Document section —
Paschal Message of His Holiness Patriarch KIRILL of Moscow and All Russia to the Archpastors, Pastors, Deacons, Monks and Nuns and All the Faithful Children of the Russian Orthodox Church

Blessed be the God and Father of our Lord Jesus Christ!

By his great mercy he has given us a new birth into a living hope

through the resurrection of Jesus Christ from the dead (1 Pet 1:3)

Your Graces the archpastors, venerable fathers, all-honourable monks and nuns, dear brothers and sisters!

On this wondrous day of great solemnity, filled with a special joy in the Lord Jesus who has risen from the tomb, I convey my heartfelt congratulations to all of you on the great and world-saving feast of Pascha and address you with the words of the ancient life-affirming greeting:

CHRIST IS RISEN!

Given information —
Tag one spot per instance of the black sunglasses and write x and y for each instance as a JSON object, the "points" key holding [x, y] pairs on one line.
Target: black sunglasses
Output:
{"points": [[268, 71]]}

Set exercise 1 —
According to the Paschal message, through what has God given a new birth into a living hope?
Set exercise 2 —
Rewrite the Paschal message from "Paschal Message of" up to and including "(1 Pet 1:3)", using "kindness" in place of "mercy".
Set exercise 3 —
Sum up the Paschal message in two sentences.

Correct response 1 —
Through the resurrection of Jesus Christ from the dead.

Correct response 2 —
Paschal Message of His Holiness Patriarch KIRILL of Moscow and All Russia to the Archpastors, Pastors, Deacons, Monks and Nuns and All the Faithful Children of the Russian Orthodox Church

Blessed be the God and Father of our Lord Jesus Christ!

By his great kindness he has given us a new birth into a living hope

through the resurrection of Jesus Christ from the dead (1 Pet 1:3)

Correct response 3 —
Patriarch Kirill of Moscow and All Russia addresses the clergy, monks, nuns and all the faithful of the Russian Orthodox Church, opening with a blessing of God, who has given a new birth into a living hope through the resurrection of Jesus Christ. On this joyful day he offers heartfelt congratulations on the feast of Pascha and greets them with the ancient words "Christ is risen!"